■ **ESTRATTO**:

★ ★ ★ ★

Le puntate precedenti:
1. Mama Africa – le origini africane del blues
2. Sinful tunes: il blues afroamericano tra ribellione e rassegnazione
3. La guerra di secessione, il blues dall’emancipazione alla segregazione
4. Da che era Folk: come il blues divenne pop(ular)
5. Chicago: il blues Urbi et Orbi
6. Contaminazione: la vera storia del blues
Steve Ray Vaughan – per i fan anche semplicemente SRV – è stato oggetto già durante la sua breve seppur sfolgorante carriera di una vera e propria adorazione da parte di un pubblico vastissimo e alquanto eterogeneo sia per nazionalità sia per cultura musicale. Il ruolo di Steve Ray Vaughan nella storia del blues può essere analizzato sotto aspetti tra di loro contrari: da una parte si può sezionare il modo in cui Vaughan era visto e percepito dal pubblico e quindi la relazione di Vaughan con la cultura blues preesistente, dall’altro lato della barricata si può analizzare il modo in cui Vaughan, nella veste di artista, ha portato un rinnovamento in senso commerciale ancora prima che musicale o estetico in sé per sé.

★ ★ ★ ★

■ **DATI DI LAVORO**:

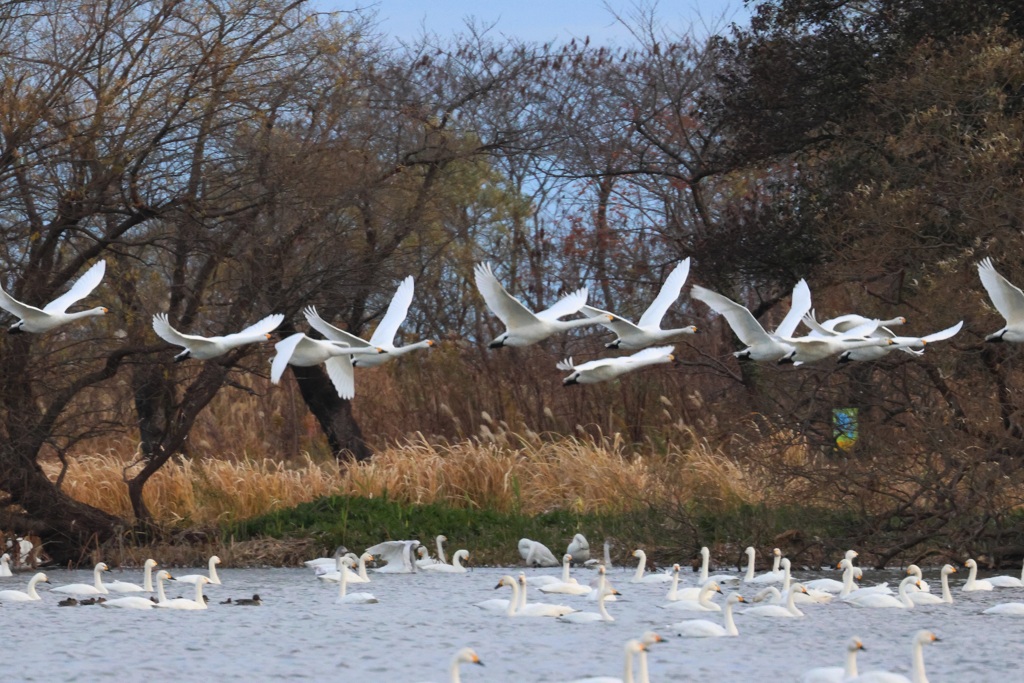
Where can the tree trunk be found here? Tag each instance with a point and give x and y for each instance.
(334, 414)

★ ★ ★ ★

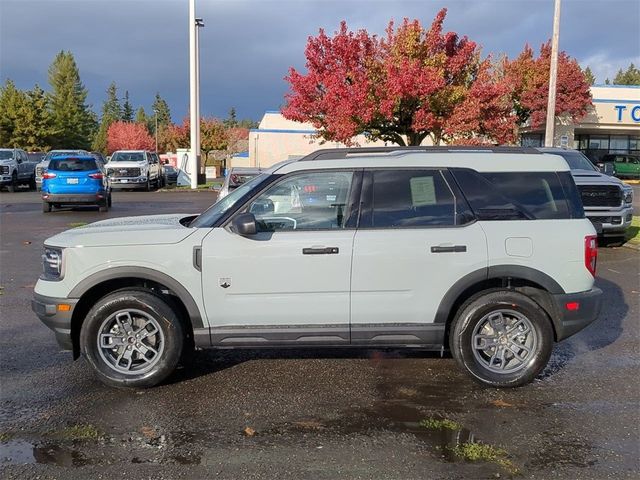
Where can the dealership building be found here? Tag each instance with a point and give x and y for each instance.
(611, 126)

★ ★ ★ ★

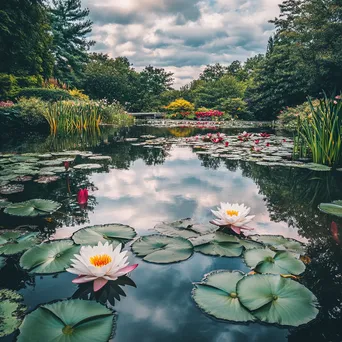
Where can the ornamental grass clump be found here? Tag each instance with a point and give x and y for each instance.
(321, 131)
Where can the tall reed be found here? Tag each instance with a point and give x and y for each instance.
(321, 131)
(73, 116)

★ ★ ★ ★

■ **I TUOI COMPITI**:
(1) Riproduci fedelmente la parte dell'estratto sulla storia del blues che comincia con "5. Chicago: il" e prosegue fino a "in sé per sé." compreso.
(2) Restituisci, senza alcuna modifica, tutte le righe delle voci in cui compare la stringa "point".

■ **SOLUZIONI**:
(1)
5. Chicago: il blues Urbi et Orbi
6. Contaminazione: la vera storia del blues
Steve Ray Vaughan – per i fan anche semplicemente SRV – è stato oggetto già durante la sua breve seppur sfolgorante carriera di una vera e propria adorazione da parte di un pubblico vastissimo e alquanto eterogeneo sia per nazionalità sia per cultura musicale. Il ruolo di Steve Ray Vaughan nella storia del blues può essere analizzato sotto aspetti tra di loro contrari: da una parte si può sezionare il modo in cui Vaughan era visto e percepito dal pubblico e quindi la relazione di Vaughan con la cultura blues preesistente, dall’altro lato della barricata si può analizzare il modo in cui Vaughan, nella veste di artista, ha portato un rinnovamento in senso commerciale ancora prima che musicale o estetico in sé per sé.

(2)
Where can the tree trunk be found here? Tag each instance with a point and give x and y for each instance.
Where can the dealership building be found here? Tag each instance with a point and give x and y for each instance.
Where can the ornamental grass clump be found here? Tag each instance with a point and give x and y for each instance.
Where can the tall reed be found here? Tag each instance with a point and give x and y for each instance.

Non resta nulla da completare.